» **EXERCISE REQUIREMENTS**: Go through the data below. Pull out every line that has the word "clicks".

» **DATA IN THIS EXERCISE**:
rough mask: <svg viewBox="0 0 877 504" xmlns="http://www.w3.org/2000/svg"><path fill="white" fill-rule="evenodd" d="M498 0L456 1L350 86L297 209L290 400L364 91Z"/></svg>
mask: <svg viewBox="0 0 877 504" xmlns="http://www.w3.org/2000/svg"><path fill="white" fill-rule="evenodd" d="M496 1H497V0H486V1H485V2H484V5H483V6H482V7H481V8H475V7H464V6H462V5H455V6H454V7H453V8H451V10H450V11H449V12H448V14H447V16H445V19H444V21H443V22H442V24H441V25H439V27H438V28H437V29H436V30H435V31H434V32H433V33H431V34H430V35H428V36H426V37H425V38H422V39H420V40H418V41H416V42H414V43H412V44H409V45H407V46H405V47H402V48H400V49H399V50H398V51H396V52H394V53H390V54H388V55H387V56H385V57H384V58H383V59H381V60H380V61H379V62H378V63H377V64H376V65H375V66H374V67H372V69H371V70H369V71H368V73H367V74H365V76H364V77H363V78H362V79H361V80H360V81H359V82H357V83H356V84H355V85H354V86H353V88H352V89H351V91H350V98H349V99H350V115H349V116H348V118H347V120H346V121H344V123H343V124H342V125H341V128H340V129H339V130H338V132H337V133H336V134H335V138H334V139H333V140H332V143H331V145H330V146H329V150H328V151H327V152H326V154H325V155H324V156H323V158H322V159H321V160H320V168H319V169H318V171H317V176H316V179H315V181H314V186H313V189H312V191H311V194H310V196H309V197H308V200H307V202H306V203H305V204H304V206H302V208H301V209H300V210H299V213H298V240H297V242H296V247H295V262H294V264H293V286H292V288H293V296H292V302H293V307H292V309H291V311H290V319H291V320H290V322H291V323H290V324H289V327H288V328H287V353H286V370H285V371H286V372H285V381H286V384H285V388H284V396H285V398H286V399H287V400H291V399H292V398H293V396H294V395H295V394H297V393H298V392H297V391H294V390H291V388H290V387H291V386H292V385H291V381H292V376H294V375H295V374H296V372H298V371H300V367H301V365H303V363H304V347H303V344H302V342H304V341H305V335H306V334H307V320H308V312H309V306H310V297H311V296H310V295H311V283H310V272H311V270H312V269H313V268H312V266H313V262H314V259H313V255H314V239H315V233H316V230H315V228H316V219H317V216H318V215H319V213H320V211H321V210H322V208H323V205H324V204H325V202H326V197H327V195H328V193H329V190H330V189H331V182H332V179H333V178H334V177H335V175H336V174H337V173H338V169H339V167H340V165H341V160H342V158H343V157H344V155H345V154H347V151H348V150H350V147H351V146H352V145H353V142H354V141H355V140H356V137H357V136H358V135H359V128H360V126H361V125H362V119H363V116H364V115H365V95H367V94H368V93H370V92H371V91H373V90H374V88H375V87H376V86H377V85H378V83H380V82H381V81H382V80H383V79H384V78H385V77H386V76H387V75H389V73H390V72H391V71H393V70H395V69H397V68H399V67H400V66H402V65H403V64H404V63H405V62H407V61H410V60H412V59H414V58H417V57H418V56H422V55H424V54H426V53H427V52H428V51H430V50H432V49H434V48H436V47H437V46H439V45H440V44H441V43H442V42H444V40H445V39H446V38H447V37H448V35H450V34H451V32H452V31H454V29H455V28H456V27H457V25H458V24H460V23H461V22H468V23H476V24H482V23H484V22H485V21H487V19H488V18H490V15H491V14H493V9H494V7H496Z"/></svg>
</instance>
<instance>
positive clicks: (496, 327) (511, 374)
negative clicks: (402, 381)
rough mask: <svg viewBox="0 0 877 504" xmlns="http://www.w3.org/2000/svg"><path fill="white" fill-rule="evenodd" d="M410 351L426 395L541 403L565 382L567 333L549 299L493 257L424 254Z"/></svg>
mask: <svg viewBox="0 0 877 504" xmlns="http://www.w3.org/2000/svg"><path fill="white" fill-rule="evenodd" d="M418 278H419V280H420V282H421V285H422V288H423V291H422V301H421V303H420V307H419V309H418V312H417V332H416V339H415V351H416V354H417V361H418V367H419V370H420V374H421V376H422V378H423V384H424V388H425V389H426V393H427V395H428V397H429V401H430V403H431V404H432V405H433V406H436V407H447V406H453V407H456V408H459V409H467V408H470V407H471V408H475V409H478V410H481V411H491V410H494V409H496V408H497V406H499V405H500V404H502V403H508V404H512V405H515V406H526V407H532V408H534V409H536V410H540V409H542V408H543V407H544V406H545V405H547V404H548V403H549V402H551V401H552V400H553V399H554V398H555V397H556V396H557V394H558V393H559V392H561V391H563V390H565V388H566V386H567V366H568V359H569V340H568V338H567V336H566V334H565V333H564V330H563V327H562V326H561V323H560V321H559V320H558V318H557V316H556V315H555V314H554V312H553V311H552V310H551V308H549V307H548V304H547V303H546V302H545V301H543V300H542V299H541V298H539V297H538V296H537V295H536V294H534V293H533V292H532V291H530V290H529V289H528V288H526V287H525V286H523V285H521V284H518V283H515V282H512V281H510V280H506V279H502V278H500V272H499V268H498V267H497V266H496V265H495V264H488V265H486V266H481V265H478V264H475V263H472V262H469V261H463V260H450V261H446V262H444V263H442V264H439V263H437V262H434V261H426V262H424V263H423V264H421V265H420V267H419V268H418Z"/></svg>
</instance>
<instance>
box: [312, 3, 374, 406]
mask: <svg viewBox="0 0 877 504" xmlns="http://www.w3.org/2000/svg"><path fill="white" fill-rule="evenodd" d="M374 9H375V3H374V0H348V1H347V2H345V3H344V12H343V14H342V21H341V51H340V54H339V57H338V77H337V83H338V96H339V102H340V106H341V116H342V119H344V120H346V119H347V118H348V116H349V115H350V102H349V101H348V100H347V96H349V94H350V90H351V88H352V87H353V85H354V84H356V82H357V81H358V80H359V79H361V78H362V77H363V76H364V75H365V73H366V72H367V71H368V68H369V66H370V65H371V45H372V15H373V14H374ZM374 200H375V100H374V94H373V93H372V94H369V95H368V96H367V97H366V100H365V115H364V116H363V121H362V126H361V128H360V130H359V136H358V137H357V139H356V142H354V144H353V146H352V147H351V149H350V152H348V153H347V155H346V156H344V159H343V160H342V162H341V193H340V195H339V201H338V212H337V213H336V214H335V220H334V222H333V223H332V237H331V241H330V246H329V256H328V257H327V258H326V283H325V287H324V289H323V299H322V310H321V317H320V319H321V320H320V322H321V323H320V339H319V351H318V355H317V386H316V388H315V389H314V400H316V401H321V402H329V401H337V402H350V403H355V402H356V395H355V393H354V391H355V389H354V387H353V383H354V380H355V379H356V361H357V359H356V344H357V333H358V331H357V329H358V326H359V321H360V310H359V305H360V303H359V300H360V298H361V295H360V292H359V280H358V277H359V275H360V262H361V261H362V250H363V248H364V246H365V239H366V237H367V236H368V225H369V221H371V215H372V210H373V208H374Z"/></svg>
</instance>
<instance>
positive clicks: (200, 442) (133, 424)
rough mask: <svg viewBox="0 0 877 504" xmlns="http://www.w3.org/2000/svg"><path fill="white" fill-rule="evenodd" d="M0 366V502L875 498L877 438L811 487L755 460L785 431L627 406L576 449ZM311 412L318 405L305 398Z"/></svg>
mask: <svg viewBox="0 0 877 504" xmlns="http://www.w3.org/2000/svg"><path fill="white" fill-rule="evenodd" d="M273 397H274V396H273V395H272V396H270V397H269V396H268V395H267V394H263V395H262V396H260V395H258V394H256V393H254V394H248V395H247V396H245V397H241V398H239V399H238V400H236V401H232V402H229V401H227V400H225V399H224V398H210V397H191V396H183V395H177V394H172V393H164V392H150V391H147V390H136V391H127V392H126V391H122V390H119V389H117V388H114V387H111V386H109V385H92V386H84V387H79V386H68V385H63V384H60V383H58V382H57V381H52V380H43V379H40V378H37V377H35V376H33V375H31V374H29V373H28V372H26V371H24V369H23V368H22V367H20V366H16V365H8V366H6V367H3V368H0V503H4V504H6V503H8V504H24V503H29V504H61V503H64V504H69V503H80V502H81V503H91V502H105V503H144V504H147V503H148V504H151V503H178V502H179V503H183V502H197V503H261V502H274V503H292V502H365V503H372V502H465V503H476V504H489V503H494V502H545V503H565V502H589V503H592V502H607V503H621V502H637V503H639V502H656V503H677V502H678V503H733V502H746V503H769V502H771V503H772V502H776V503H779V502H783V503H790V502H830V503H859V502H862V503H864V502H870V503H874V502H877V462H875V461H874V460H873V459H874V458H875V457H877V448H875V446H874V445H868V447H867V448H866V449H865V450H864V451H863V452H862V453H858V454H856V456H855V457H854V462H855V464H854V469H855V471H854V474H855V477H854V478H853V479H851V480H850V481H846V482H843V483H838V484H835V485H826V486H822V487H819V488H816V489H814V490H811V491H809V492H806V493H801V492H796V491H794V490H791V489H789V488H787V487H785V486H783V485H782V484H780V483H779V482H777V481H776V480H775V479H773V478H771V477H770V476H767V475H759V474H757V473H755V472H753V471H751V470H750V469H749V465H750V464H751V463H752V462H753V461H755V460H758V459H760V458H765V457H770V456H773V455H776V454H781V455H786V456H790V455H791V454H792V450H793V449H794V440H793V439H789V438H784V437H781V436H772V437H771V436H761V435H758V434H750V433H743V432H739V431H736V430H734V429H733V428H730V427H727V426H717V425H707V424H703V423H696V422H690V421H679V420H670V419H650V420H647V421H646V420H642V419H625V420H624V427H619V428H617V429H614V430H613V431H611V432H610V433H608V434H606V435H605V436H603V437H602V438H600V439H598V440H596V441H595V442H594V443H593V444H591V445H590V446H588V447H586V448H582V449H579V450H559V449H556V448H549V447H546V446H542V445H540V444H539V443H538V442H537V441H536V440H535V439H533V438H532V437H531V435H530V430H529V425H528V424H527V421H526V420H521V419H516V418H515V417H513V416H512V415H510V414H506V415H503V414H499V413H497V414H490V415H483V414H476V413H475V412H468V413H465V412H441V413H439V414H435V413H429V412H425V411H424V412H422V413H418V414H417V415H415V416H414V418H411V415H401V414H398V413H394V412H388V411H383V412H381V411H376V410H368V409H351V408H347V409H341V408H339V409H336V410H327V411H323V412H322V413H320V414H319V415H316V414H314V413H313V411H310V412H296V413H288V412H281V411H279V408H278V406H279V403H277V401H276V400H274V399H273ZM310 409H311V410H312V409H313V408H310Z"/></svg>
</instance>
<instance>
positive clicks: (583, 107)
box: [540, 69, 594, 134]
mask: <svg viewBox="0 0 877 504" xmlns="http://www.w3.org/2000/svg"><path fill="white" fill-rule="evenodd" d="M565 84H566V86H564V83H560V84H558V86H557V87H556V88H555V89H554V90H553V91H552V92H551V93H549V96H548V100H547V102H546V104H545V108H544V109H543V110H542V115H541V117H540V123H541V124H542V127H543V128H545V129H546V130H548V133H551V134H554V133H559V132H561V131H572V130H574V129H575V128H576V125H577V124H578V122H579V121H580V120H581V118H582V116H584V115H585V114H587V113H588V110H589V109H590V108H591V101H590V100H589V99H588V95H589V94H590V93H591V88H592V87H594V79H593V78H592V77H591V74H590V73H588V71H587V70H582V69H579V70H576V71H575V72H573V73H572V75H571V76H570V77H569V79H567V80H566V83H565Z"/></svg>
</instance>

» **THE COMPLETED TASK**:
positive clicks: (496, 327) (511, 374)
negative clicks: (402, 381)
positive clicks: (200, 442) (133, 424)
positive clicks: (583, 107)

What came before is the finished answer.